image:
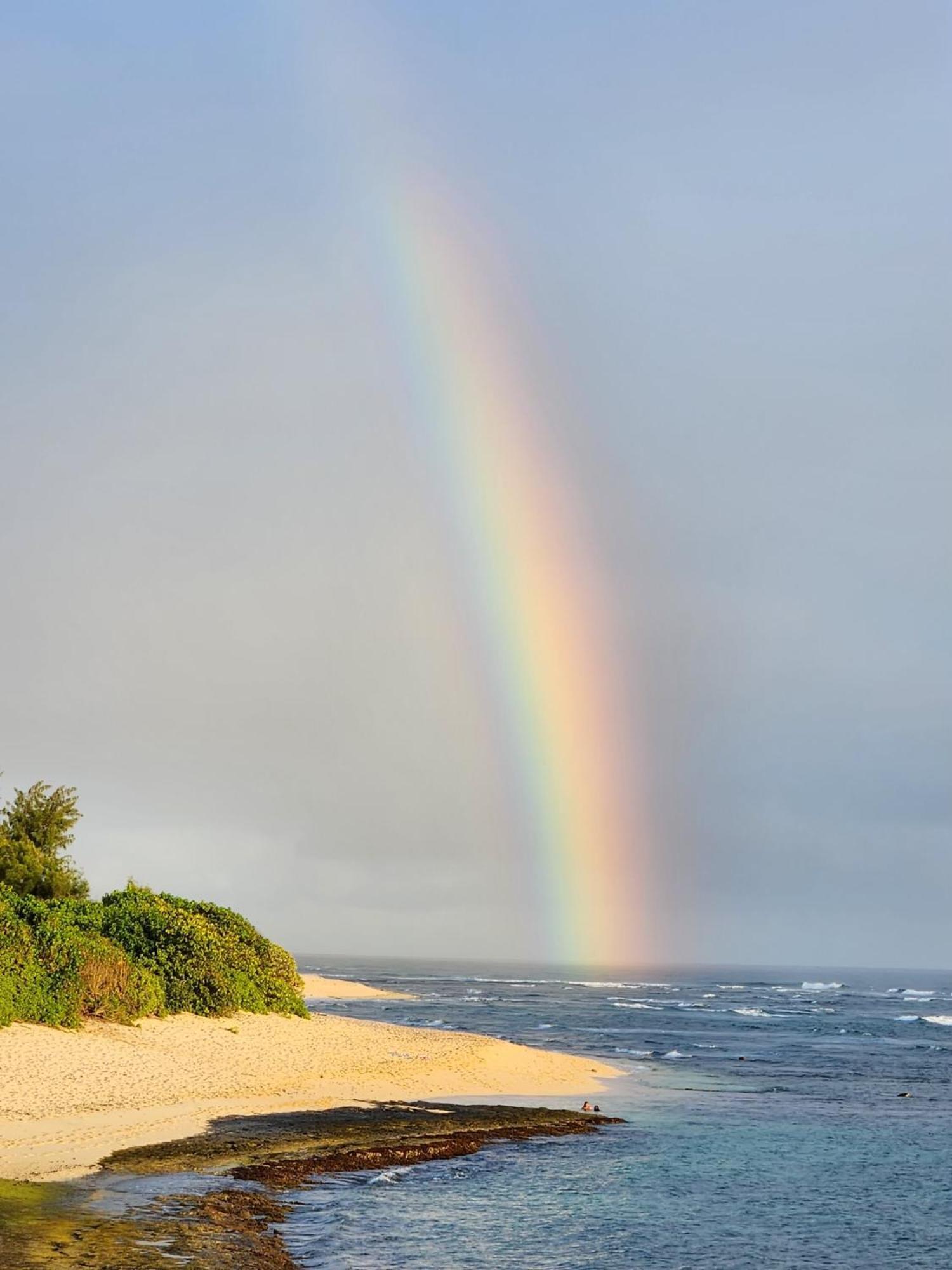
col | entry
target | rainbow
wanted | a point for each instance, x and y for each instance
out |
(544, 620)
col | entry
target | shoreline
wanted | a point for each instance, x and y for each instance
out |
(70, 1099)
(319, 987)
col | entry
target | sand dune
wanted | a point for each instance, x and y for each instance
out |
(69, 1099)
(318, 987)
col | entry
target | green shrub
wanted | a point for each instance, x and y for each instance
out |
(135, 954)
(209, 959)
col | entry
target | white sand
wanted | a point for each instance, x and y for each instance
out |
(321, 989)
(70, 1098)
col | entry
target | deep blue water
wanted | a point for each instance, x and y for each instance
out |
(802, 1155)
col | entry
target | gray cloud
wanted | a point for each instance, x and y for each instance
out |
(233, 614)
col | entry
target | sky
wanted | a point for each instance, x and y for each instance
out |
(719, 242)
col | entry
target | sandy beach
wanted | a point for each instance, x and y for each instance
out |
(70, 1098)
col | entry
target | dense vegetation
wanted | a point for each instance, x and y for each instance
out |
(64, 957)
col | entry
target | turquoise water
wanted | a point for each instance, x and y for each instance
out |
(800, 1155)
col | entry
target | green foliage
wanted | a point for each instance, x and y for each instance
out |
(135, 954)
(36, 830)
(209, 959)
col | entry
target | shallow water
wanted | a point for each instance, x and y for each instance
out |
(802, 1155)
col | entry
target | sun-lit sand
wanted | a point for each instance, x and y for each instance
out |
(318, 987)
(70, 1098)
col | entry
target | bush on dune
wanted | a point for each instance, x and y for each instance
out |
(136, 954)
(65, 958)
(209, 959)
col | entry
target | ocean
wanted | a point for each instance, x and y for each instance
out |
(766, 1127)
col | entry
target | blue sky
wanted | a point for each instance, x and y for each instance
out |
(727, 231)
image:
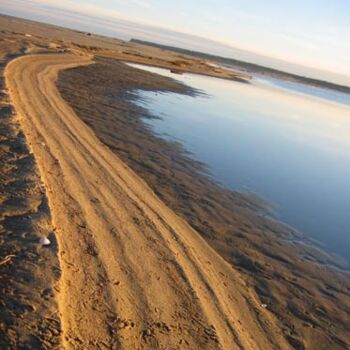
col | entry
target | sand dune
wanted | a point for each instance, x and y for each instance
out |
(134, 274)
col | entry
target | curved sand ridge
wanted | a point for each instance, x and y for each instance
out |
(134, 274)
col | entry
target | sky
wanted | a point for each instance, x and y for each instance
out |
(281, 34)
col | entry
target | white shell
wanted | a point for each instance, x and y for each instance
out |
(44, 241)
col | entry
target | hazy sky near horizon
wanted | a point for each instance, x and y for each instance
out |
(313, 33)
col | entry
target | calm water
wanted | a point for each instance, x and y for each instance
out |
(285, 144)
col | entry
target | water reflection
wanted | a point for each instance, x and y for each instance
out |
(290, 148)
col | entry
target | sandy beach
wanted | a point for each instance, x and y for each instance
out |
(101, 212)
(147, 252)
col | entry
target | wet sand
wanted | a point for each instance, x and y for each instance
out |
(134, 274)
(175, 290)
(310, 301)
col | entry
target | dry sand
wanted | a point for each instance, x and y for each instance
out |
(134, 274)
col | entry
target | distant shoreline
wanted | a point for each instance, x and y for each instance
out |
(250, 67)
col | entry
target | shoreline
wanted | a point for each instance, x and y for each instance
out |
(113, 231)
(244, 241)
(265, 288)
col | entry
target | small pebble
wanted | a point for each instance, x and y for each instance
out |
(44, 241)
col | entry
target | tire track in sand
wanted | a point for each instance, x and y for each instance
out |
(134, 274)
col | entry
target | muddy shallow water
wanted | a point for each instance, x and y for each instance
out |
(285, 145)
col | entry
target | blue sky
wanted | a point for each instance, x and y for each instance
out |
(313, 33)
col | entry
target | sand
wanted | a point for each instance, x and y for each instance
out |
(134, 274)
(310, 300)
(129, 270)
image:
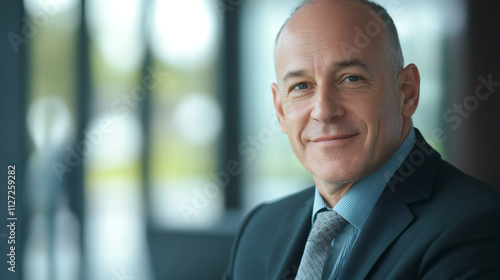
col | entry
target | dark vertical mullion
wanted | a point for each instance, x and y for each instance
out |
(83, 101)
(145, 117)
(13, 143)
(230, 91)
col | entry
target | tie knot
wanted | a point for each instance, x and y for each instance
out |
(326, 226)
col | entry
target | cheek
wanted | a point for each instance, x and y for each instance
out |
(296, 116)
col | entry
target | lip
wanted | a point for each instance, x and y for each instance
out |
(333, 138)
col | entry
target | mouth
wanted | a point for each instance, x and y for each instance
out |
(333, 139)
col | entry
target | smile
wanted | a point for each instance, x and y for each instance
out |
(333, 139)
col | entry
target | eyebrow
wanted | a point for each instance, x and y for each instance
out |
(338, 66)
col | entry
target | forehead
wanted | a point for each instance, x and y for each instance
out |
(347, 29)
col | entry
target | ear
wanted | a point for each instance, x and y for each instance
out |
(278, 106)
(409, 89)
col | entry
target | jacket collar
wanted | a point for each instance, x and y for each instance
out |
(391, 216)
(290, 241)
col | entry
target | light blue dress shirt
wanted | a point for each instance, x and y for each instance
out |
(356, 205)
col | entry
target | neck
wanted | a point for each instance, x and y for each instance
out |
(332, 192)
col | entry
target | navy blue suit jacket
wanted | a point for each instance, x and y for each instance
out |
(432, 222)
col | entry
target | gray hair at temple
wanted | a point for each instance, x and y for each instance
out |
(393, 45)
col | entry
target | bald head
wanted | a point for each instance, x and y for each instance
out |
(380, 17)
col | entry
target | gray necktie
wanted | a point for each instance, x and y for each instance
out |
(318, 245)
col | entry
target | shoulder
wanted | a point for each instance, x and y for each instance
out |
(268, 214)
(463, 192)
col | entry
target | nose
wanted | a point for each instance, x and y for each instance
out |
(327, 105)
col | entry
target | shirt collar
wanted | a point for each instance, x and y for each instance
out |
(356, 205)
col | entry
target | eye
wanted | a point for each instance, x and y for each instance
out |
(301, 86)
(353, 79)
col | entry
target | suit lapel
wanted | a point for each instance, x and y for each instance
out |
(391, 214)
(290, 241)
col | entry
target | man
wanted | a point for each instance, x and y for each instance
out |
(385, 206)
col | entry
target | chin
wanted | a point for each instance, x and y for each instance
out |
(335, 175)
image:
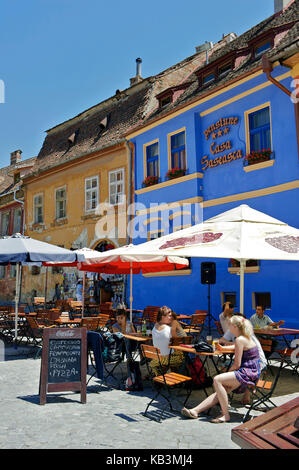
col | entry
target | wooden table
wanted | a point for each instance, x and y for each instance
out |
(63, 322)
(205, 356)
(271, 332)
(272, 430)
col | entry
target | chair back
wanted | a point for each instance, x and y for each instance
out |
(150, 313)
(266, 344)
(197, 319)
(91, 323)
(39, 300)
(150, 352)
(219, 328)
(175, 341)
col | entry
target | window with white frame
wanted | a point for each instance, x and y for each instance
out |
(91, 193)
(5, 223)
(116, 186)
(17, 220)
(60, 203)
(38, 209)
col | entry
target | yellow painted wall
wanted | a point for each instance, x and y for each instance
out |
(78, 225)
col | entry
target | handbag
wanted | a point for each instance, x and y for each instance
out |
(202, 346)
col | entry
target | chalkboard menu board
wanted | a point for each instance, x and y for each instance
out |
(64, 361)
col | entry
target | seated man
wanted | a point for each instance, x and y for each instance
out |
(228, 339)
(260, 320)
(227, 313)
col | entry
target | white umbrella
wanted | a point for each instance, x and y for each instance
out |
(241, 233)
(82, 256)
(20, 249)
(128, 260)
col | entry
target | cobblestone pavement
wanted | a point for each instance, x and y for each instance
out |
(111, 419)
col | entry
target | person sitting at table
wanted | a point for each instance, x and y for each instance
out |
(161, 334)
(227, 313)
(244, 371)
(122, 325)
(228, 339)
(176, 328)
(261, 321)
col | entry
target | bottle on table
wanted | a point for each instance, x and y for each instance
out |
(143, 329)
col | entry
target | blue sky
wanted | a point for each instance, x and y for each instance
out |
(59, 57)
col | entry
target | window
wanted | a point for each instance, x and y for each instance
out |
(2, 272)
(165, 101)
(116, 186)
(60, 201)
(262, 48)
(5, 223)
(91, 193)
(208, 78)
(17, 220)
(152, 159)
(224, 69)
(262, 298)
(259, 130)
(178, 151)
(38, 209)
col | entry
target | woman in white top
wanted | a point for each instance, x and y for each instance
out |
(161, 334)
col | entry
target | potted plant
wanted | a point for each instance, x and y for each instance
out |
(257, 156)
(150, 181)
(175, 173)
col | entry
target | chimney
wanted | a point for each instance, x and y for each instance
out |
(280, 5)
(15, 157)
(138, 78)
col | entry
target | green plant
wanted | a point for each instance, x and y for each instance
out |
(150, 181)
(175, 173)
(257, 156)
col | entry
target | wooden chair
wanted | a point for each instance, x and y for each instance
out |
(196, 324)
(34, 330)
(286, 355)
(149, 315)
(91, 323)
(104, 322)
(262, 392)
(219, 328)
(38, 301)
(167, 380)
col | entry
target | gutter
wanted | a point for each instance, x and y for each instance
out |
(267, 69)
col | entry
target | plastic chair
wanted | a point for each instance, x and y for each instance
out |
(262, 392)
(167, 380)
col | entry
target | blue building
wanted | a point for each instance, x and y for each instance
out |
(227, 135)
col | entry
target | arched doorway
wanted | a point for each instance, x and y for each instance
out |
(107, 287)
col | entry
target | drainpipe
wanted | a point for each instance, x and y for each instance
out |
(131, 148)
(20, 202)
(267, 69)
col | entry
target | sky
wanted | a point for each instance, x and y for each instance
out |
(60, 57)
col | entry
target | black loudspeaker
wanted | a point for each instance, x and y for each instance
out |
(208, 273)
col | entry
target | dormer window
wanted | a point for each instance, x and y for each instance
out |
(262, 48)
(165, 101)
(209, 78)
(224, 69)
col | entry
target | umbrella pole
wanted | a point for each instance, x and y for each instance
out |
(46, 287)
(242, 266)
(17, 302)
(83, 294)
(131, 291)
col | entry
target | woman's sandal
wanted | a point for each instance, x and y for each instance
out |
(188, 414)
(219, 420)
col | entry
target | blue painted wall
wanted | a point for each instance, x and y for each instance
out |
(185, 294)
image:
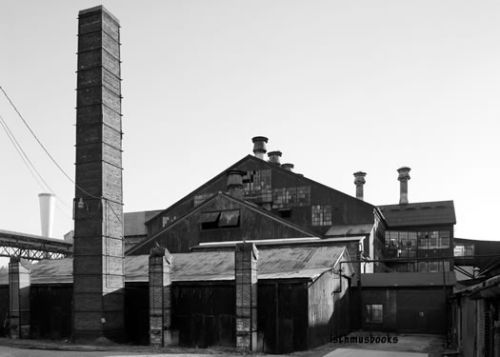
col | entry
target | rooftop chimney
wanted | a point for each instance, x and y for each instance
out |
(274, 157)
(404, 176)
(235, 183)
(259, 146)
(46, 213)
(359, 181)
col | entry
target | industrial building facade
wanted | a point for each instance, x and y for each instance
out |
(260, 257)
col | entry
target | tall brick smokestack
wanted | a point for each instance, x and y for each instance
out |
(403, 177)
(98, 242)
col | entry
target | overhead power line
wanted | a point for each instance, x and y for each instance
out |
(24, 157)
(51, 157)
(29, 164)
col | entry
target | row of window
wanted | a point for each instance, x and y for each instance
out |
(462, 250)
(406, 244)
(291, 197)
(321, 216)
(433, 266)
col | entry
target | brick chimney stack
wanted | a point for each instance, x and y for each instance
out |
(404, 176)
(235, 183)
(274, 157)
(99, 281)
(359, 181)
(259, 146)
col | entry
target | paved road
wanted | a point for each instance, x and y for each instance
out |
(19, 352)
(351, 352)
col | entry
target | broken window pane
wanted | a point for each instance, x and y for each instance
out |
(321, 215)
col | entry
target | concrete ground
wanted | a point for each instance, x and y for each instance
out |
(406, 346)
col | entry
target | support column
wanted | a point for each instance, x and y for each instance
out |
(19, 299)
(245, 272)
(160, 301)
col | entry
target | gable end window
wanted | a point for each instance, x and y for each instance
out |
(321, 215)
(219, 219)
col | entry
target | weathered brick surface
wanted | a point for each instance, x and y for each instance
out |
(98, 247)
(245, 271)
(160, 265)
-----
Report every line of the listing above that contains the word "building", matching case exactly.

RESPONSE TO THIS TASK:
target | blue building
target | industrial building facade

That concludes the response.